(Set task): Rewrite the passage on the quadratic formula starting at "The determinant is very" and ending at "no real solutions.", with "solutions" replaced by "roots".

(Given passage):
#####

Hello, Nick
If you recall the quadratic formula, the part that is underneath the radical sign ( the sq. rt. sign) is called the Determinant. The he formula for the Determinant is:
b^2-4ac. The variables a,b,c come from the quadratic formula when it is written in the standard form, that is
ax^2+bx+c= 0. So, for example if I give you 3x^2+2x-4=0. The a value would be 3, the b value would be 2, and the c value would be -4.
The determinant is very important because it tells us whether we have one solution, two solution, or no real solution.
Now, if the determinant= 0, there is only one solution.
if the determinant is greater than zero, there are two solutions.
if the determinant is less than zero,there are no real solutions.
in the problem that you posted
(m-2)x^2+ mx+ 2= 0
a= (m-2)

#####

Lines of data:

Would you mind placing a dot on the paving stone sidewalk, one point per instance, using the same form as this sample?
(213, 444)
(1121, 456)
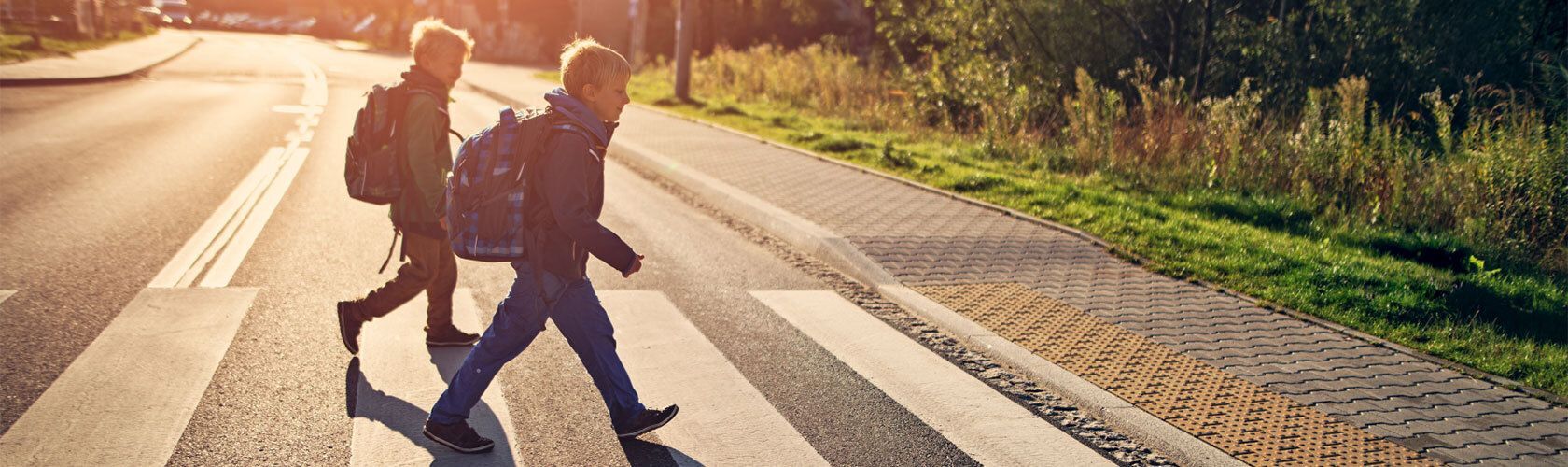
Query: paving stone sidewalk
(107, 63)
(1259, 384)
(931, 240)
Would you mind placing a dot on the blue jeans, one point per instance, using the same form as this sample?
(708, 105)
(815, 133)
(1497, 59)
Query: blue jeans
(518, 321)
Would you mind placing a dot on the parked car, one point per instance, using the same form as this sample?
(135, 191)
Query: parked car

#####

(Solution below):
The determinant is very important because it tells us whether we have one solution, two solution, or no real solution.
Now, if the determinant= 0, there is only one solution.
if the determinant is greater than zero, there are two roots.
if the determinant is less than zero,there are no real roots.